_Aim_:
Reproduce the REIT tax passage in full, word for word.

_Page extract_:

As of March 31, 2012, the Company believes that it is in full compliance with the REIT federal tax rules, and expects to qualify as a REIT under the provisions of the Internal Revenue Code. The Company expects to meet all REIT requirements regarding the ownership of its stock and anticipates meeting the annual distribution requirements. Beginning January 1, 2009, Illinois requires a “captive” REIT to increase its state taxable income by the amount of dividends paid. Under this law, a captive REIT includes a REIT of which 50% of the voting power or value of the beneficial interest or shares is owned by a single person. Management believes that the Company would be classified as a “captive” REIT under Illinois law, in light of the fact that (1) all of the Company’s outstanding common shares are held by Harris Capital Holdings, Inc. a wholly owned subsidiary of BMO Harris Bank N.A. and (2) the Company’s Common Stock represent more than 50% of the voting power of the Company’s equity securities and (3) the Common Stock is not listed for trading on an exchange. Management believes that the state tax expense to be incurred by the Company in future years should not have a material adverse effect upon the Company’s ability to declare and pay future dividends on the preferred shares. This belief is based upon the ownership interest of the Company, whereby any tax expense incurred is expected to primarily reduce the net earnings available to the holder of the Company’s Common Stock. The current Illinois statutory tax rate is 9.5%, effective January 1, 2011. For the first quarter of 2012, $324,000 of Illinois income tax was recorded compared to $732,000 in the first quarter 2011.

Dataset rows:
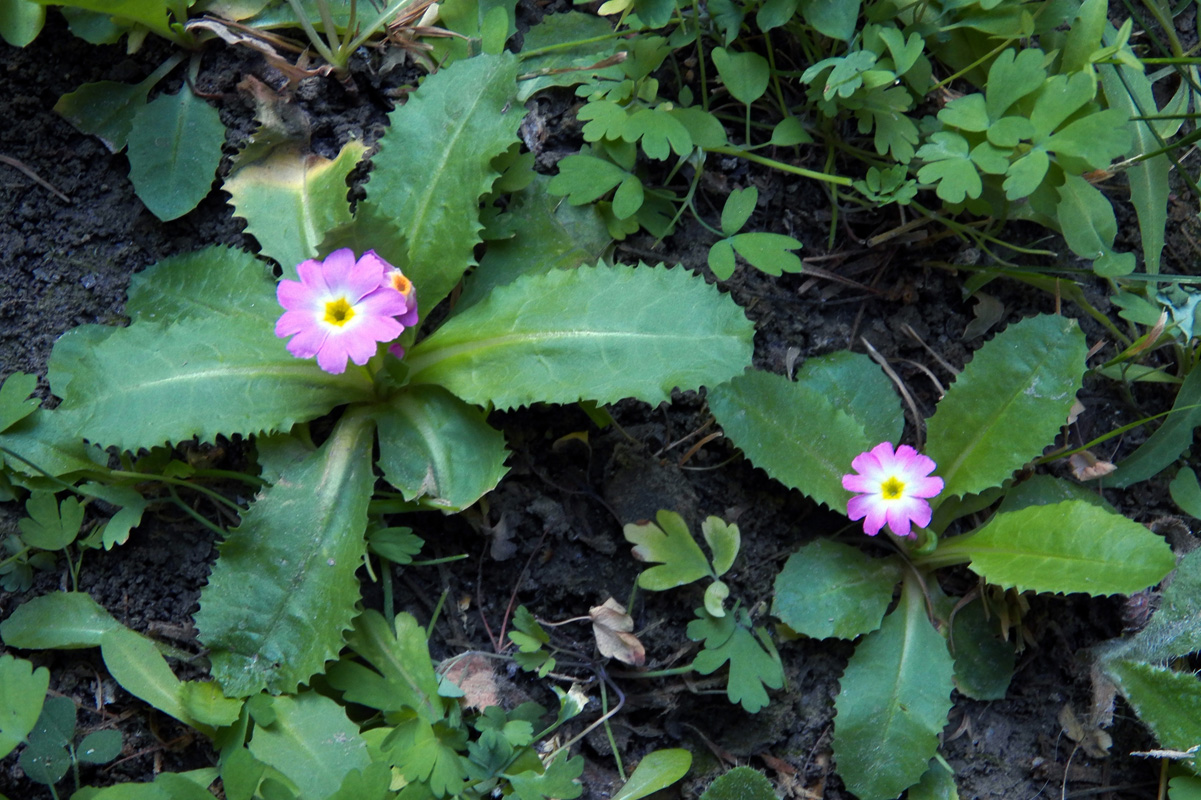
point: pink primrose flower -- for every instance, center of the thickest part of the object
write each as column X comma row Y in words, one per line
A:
column 894, row 488
column 340, row 309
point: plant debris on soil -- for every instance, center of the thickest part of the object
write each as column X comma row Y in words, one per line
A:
column 549, row 537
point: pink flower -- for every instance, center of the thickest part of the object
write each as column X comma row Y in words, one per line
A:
column 340, row 309
column 894, row 489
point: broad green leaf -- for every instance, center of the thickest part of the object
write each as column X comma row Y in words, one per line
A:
column 1175, row 628
column 792, row 430
column 1086, row 219
column 51, row 526
column 740, row 783
column 58, row 621
column 215, row 281
column 832, row 18
column 670, row 545
column 1166, row 443
column 291, row 198
column 1069, row 547
column 153, row 13
column 1185, row 493
column 21, row 21
column 1166, row 700
column 139, row 668
column 828, row 589
column 892, row 703
column 657, row 770
column 435, row 163
column 585, row 178
column 436, row 448
column 174, row 147
column 202, row 376
column 769, row 252
column 311, row 742
column 284, row 589
column 15, row 400
column 404, row 674
column 22, row 692
column 745, row 75
column 559, row 338
column 1008, row 404
column 105, row 109
column 553, row 33
column 549, row 234
column 856, row 384
column 984, row 663
column 1130, row 91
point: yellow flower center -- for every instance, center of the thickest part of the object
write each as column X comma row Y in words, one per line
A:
column 891, row 489
column 401, row 284
column 339, row 312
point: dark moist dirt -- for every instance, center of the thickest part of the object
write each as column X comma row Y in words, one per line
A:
column 67, row 263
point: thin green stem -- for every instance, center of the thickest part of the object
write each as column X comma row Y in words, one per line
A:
column 783, row 167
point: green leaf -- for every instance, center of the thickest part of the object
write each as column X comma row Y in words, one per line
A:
column 793, row 430
column 1130, row 91
column 892, row 703
column 984, row 663
column 828, row 589
column 740, row 783
column 723, row 539
column 1008, row 404
column 832, row 18
column 585, row 178
column 202, row 376
column 1014, row 75
column 291, row 198
column 174, row 147
column 436, row 448
column 51, row 526
column 311, row 742
column 1169, row 440
column 21, row 21
column 949, row 166
column 139, row 668
column 769, row 252
column 671, row 547
column 15, row 400
column 657, row 770
column 100, row 747
column 22, row 693
column 856, row 384
column 754, row 663
column 745, row 75
column 541, row 339
column 1069, row 547
column 739, row 207
column 1166, row 700
column 58, row 621
column 548, row 234
column 435, row 163
column 404, row 675
column 214, row 281
column 105, row 109
column 284, row 589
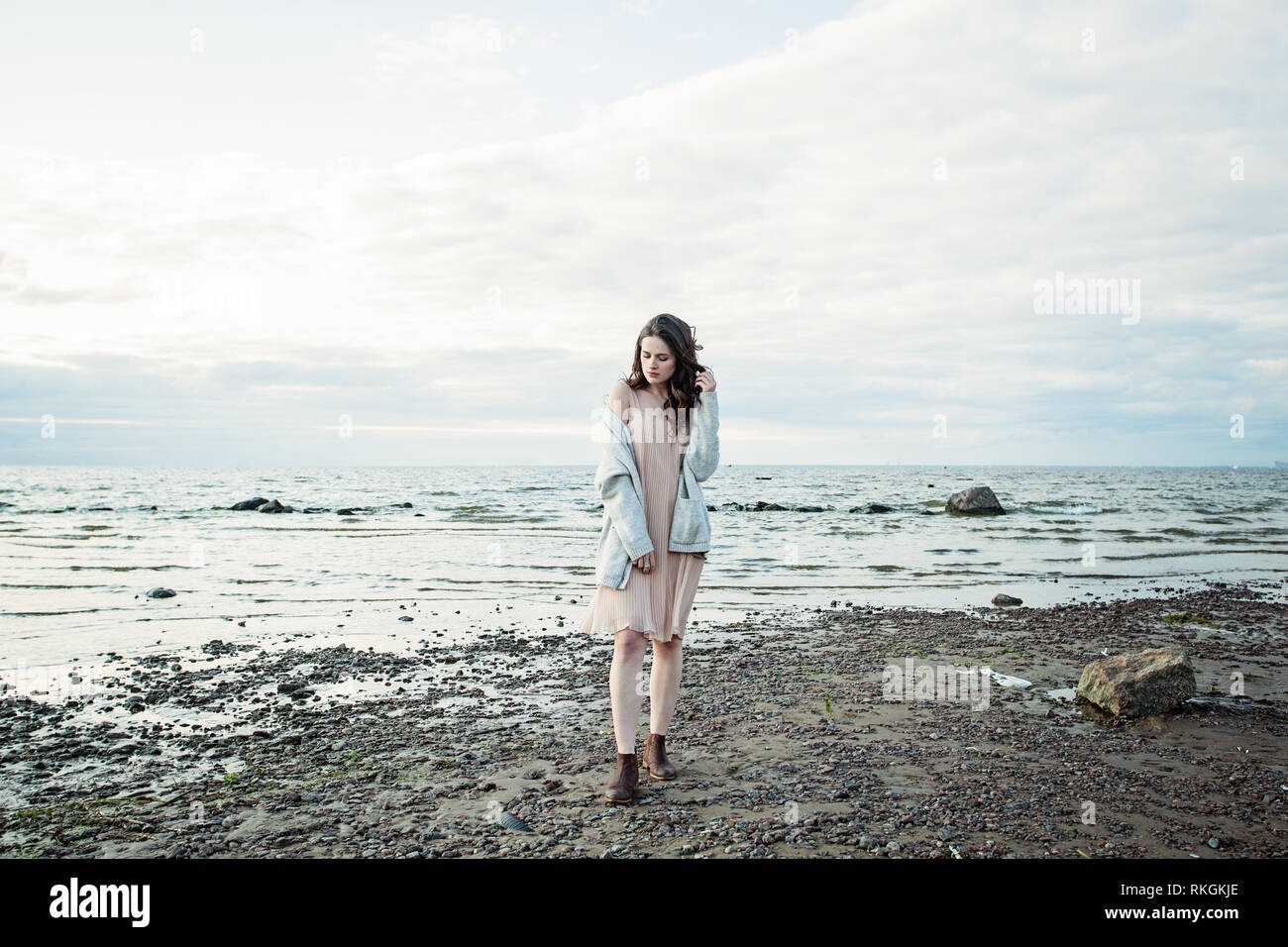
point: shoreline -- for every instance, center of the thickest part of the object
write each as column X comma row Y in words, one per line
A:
column 784, row 742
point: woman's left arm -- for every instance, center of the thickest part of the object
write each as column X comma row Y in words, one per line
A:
column 703, row 450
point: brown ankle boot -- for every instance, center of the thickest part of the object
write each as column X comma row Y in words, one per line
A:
column 625, row 780
column 655, row 758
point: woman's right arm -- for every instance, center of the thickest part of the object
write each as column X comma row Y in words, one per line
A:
column 617, row 488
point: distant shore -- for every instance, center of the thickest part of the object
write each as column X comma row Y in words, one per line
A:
column 782, row 738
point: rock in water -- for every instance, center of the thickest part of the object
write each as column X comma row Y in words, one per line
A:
column 1149, row 682
column 974, row 501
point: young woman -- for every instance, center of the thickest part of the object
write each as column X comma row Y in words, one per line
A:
column 669, row 412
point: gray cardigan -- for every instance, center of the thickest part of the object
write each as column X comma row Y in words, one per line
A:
column 623, row 538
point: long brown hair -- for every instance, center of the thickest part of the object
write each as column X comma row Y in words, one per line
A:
column 683, row 342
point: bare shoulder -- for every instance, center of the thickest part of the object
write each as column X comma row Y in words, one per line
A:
column 619, row 398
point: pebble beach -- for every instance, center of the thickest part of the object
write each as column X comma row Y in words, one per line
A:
column 785, row 740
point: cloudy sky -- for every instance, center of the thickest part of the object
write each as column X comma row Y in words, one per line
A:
column 425, row 234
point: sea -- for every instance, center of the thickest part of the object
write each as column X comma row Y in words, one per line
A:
column 473, row 548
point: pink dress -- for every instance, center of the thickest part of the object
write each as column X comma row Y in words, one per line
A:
column 656, row 603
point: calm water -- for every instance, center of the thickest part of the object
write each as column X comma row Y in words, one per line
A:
column 78, row 547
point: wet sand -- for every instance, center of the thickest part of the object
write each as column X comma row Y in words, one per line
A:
column 782, row 737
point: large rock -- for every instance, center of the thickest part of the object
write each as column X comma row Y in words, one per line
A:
column 1149, row 682
column 977, row 501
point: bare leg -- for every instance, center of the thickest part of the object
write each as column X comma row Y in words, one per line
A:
column 623, row 686
column 664, row 684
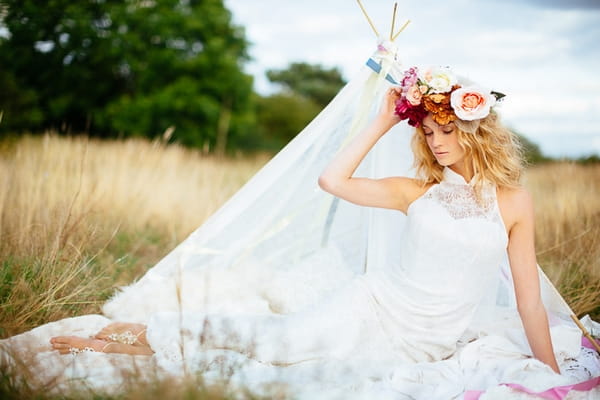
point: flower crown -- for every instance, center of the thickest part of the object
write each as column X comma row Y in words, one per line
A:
column 437, row 91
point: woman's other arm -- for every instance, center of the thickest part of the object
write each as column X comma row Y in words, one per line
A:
column 394, row 192
column 521, row 251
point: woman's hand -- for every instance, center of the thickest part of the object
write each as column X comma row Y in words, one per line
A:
column 387, row 112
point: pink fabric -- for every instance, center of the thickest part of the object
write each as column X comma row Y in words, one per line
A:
column 555, row 393
column 585, row 342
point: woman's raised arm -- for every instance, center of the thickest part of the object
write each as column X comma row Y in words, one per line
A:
column 393, row 192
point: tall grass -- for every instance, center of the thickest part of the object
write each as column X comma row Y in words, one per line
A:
column 568, row 230
column 79, row 217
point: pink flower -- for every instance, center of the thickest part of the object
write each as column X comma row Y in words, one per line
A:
column 413, row 95
column 471, row 103
column 410, row 78
column 414, row 114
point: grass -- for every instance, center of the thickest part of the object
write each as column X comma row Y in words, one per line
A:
column 79, row 217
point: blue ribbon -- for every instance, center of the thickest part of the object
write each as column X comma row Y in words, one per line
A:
column 375, row 66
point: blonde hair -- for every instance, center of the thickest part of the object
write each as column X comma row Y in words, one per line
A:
column 494, row 151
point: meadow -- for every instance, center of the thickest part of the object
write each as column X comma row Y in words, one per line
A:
column 81, row 217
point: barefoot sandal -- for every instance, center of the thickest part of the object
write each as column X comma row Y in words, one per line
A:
column 76, row 350
column 126, row 337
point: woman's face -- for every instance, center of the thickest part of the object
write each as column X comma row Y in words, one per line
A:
column 443, row 142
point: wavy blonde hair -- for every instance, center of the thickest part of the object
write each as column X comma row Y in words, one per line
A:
column 495, row 153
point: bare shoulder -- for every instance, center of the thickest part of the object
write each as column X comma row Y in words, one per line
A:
column 409, row 189
column 516, row 205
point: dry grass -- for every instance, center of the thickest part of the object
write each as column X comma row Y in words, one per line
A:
column 568, row 230
column 79, row 217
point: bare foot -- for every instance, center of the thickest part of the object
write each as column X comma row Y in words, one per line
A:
column 66, row 344
column 137, row 332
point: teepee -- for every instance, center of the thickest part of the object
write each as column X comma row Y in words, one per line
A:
column 281, row 243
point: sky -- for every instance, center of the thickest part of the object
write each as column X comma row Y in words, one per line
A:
column 543, row 54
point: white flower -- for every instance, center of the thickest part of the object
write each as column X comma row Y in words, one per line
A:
column 439, row 79
column 471, row 102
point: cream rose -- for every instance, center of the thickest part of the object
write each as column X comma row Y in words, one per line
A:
column 471, row 103
column 413, row 95
column 440, row 80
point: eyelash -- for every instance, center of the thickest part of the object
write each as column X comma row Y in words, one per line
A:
column 431, row 133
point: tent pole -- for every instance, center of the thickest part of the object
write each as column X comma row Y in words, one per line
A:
column 393, row 21
column 401, row 29
column 368, row 19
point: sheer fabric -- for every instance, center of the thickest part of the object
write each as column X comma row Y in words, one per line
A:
column 287, row 284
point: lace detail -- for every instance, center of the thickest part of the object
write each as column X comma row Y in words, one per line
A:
column 461, row 201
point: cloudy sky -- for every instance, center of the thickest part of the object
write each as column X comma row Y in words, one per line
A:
column 544, row 54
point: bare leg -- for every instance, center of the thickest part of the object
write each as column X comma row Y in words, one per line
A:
column 66, row 344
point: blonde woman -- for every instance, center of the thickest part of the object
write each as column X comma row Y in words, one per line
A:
column 405, row 325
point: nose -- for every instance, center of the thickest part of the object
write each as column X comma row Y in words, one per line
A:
column 436, row 139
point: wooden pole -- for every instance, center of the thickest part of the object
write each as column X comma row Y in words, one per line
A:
column 401, row 29
column 368, row 19
column 393, row 21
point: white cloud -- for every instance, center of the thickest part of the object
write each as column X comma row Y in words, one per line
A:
column 544, row 58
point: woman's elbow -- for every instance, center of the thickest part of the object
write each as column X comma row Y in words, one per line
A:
column 326, row 183
column 530, row 306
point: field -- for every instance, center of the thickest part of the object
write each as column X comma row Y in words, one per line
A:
column 80, row 217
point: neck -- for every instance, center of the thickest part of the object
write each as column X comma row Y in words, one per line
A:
column 464, row 169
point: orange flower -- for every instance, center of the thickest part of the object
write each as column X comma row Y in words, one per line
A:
column 438, row 105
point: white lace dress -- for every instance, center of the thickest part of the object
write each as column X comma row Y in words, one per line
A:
column 404, row 331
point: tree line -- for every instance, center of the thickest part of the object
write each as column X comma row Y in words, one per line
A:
column 122, row 68
column 150, row 68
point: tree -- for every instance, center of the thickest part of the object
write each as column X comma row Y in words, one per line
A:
column 306, row 90
column 127, row 67
column 314, row 82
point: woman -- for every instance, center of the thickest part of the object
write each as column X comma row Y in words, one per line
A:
column 465, row 211
column 447, row 147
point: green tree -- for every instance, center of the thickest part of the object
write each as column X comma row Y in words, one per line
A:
column 305, row 90
column 127, row 67
column 314, row 82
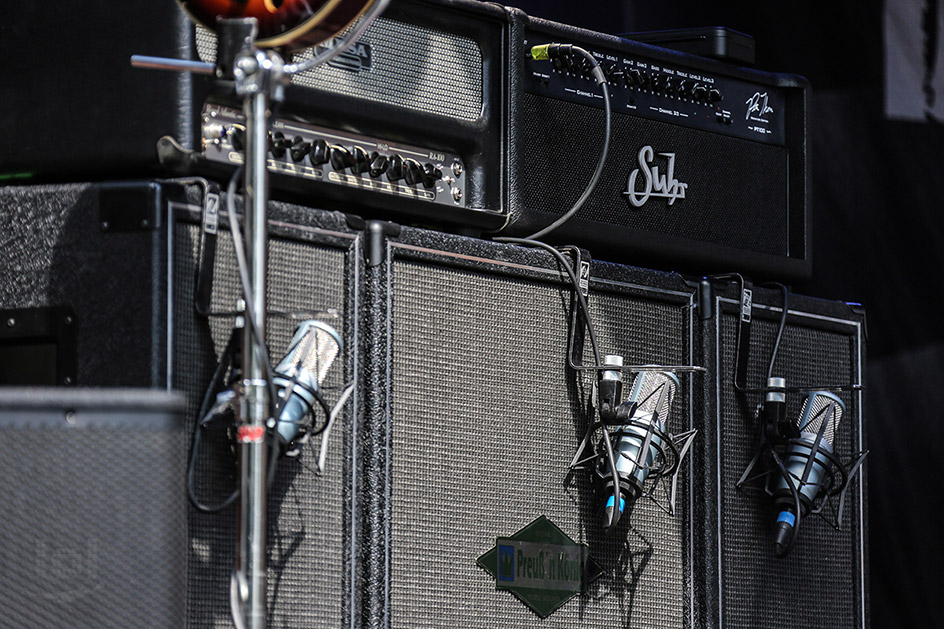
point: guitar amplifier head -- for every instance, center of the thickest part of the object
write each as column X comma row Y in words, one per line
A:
column 423, row 85
column 707, row 166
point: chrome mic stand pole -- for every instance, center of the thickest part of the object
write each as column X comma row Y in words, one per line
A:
column 259, row 81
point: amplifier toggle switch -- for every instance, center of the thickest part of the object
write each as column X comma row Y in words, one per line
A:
column 430, row 175
column 378, row 164
column 341, row 158
column 412, row 171
column 361, row 160
column 395, row 169
column 278, row 144
column 300, row 148
column 319, row 152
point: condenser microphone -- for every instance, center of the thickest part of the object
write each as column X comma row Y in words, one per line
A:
column 300, row 375
column 806, row 464
column 639, row 438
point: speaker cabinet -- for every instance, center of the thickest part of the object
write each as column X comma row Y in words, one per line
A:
column 472, row 419
column 94, row 510
column 313, row 260
column 120, row 261
column 85, row 283
column 823, row 581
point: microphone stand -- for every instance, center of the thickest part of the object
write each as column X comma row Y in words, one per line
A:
column 260, row 79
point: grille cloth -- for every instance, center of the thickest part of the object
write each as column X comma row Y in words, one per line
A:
column 484, row 426
column 411, row 67
column 305, row 511
column 91, row 522
column 734, row 185
column 818, row 583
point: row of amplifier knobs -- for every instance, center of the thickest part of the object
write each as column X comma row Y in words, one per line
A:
column 620, row 76
column 354, row 159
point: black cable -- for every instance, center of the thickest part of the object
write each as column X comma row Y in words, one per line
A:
column 201, row 422
column 783, row 324
column 581, row 300
column 554, row 49
column 598, row 360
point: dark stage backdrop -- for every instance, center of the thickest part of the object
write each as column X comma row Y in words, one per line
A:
column 877, row 71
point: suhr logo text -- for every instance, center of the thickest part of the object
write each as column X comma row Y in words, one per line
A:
column 654, row 183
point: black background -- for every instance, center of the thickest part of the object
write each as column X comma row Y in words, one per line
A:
column 877, row 240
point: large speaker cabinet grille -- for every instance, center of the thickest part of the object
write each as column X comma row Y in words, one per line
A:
column 819, row 583
column 305, row 511
column 733, row 184
column 486, row 418
column 93, row 515
column 413, row 67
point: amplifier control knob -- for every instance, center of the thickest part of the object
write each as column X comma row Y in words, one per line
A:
column 341, row 158
column 614, row 76
column 278, row 144
column 319, row 153
column 299, row 148
column 430, row 175
column 238, row 138
column 395, row 169
column 412, row 171
column 361, row 160
column 378, row 164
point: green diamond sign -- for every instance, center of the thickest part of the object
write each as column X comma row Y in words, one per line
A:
column 540, row 565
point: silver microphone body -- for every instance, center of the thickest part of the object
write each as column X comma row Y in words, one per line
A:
column 818, row 420
column 301, row 373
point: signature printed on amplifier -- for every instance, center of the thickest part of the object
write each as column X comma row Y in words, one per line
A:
column 757, row 104
column 664, row 186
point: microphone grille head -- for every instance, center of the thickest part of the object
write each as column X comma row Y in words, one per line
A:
column 653, row 392
column 821, row 407
column 313, row 349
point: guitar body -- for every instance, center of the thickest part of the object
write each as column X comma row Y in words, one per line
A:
column 287, row 24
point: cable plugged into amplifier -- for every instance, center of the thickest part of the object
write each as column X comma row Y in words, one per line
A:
column 629, row 74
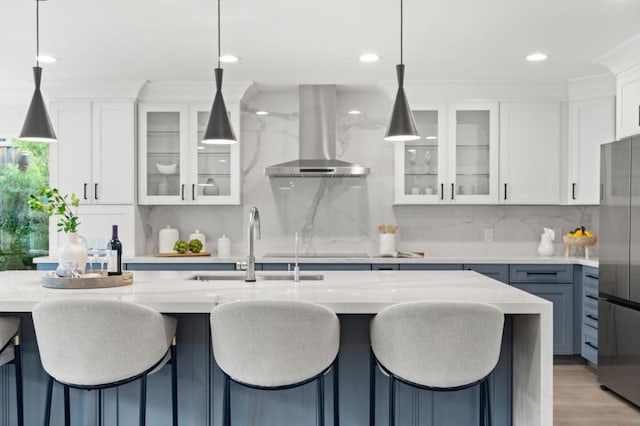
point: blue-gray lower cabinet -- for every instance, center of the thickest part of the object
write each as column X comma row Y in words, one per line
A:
column 589, row 319
column 496, row 271
column 561, row 295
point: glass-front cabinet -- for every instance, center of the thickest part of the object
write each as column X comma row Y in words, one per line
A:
column 456, row 158
column 175, row 167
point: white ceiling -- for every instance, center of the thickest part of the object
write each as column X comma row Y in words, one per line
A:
column 286, row 42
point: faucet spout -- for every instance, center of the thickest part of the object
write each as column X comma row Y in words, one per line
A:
column 254, row 234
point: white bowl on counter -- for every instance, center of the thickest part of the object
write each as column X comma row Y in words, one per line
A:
column 167, row 169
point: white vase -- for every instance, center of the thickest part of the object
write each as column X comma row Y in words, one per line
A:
column 74, row 253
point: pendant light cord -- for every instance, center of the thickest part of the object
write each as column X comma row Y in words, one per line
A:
column 37, row 32
column 401, row 24
column 218, row 33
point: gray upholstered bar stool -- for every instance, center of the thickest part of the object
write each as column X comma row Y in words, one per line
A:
column 98, row 344
column 10, row 354
column 438, row 346
column 275, row 345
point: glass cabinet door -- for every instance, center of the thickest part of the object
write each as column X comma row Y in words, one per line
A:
column 161, row 154
column 473, row 158
column 419, row 163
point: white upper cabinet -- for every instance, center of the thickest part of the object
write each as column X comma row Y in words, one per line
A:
column 530, row 153
column 174, row 167
column 456, row 158
column 628, row 103
column 93, row 157
column 591, row 123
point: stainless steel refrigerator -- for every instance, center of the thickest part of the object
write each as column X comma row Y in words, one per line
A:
column 619, row 252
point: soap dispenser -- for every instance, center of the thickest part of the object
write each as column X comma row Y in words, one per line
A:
column 546, row 243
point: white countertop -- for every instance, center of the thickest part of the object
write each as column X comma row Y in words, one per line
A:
column 349, row 292
column 379, row 260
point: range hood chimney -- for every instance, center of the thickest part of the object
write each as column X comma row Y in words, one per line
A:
column 317, row 146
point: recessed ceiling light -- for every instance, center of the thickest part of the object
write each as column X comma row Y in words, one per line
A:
column 369, row 57
column 47, row 59
column 536, row 57
column 229, row 59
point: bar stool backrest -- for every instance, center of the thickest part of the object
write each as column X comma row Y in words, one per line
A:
column 438, row 344
column 90, row 342
column 274, row 343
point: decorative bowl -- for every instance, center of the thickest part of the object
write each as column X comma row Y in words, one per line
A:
column 167, row 169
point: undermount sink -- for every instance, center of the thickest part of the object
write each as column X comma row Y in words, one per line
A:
column 240, row 277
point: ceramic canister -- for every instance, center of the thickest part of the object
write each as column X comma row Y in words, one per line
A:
column 167, row 239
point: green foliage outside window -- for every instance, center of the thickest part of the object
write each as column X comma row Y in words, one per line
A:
column 24, row 234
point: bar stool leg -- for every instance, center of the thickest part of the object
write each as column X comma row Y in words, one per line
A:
column 336, row 395
column 67, row 407
column 174, row 383
column 17, row 360
column 226, row 412
column 143, row 400
column 321, row 400
column 47, row 410
column 392, row 401
column 372, row 389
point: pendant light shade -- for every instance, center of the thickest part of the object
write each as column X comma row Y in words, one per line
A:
column 37, row 126
column 402, row 126
column 219, row 130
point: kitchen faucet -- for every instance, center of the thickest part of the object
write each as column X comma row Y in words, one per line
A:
column 254, row 226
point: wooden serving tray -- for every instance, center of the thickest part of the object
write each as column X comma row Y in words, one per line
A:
column 202, row 253
column 51, row 280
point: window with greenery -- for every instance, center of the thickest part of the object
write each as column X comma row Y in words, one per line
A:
column 24, row 234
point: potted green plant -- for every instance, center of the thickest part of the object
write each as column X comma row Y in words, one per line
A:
column 72, row 255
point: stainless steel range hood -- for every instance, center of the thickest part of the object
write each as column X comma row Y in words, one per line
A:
column 317, row 146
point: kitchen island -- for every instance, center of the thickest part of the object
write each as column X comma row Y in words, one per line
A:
column 525, row 369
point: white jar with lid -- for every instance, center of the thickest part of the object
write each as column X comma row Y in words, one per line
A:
column 199, row 236
column 224, row 246
column 167, row 239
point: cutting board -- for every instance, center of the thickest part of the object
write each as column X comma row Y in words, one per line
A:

_Written solution_:
As of March 31, 2012, the Company believes that it is in full compliance with the REIT federal tax rules, and expects to qualify as a REIT under the provisions of the Internal Revenue Code. The Company expects to meet all REIT requirements regarding the ownership of its stock and anticipates meeting the annual distribution requirements. Beginning January 1, 2009, Illinois requires a “captive” REIT to increase its state taxable income by the amount of dividends paid. Under this law, a captive REIT includes a REIT of which 50% of the voting power or value of the beneficial interest or shares is owned by a single person. Management believes that the Company would be classified as a “captive” REIT under Illinois law, in light of the fact that (1) all of the Company’s outstanding common shares are held by Harris Capital Holdings, Inc. a wholly owned subsidiary of BMO Harris Bank N.A. and (2) the Company’s Common Stock represent more than 50% of the voting power of the Company’s equity securities and (3) the Common Stock is not listed for trading on an exchange. Management believes that the state tax expense to be incurred by the Company in future years should not have a material adverse effect upon the Company’s ability to declare and pay future dividends on the preferred shares. This belief is based upon the ownership interest of the Company, whereby any tax expense incurred is expected to primarily reduce the net earnings available to the holder of the Company’s Common Stock. The current Illinois statutory tax rate is 9.5%, effective January 1, 2011. For the first quarter of 2012, $324,000 of Illinois income tax was recorded compared to $732,000 in the first quarter 2011.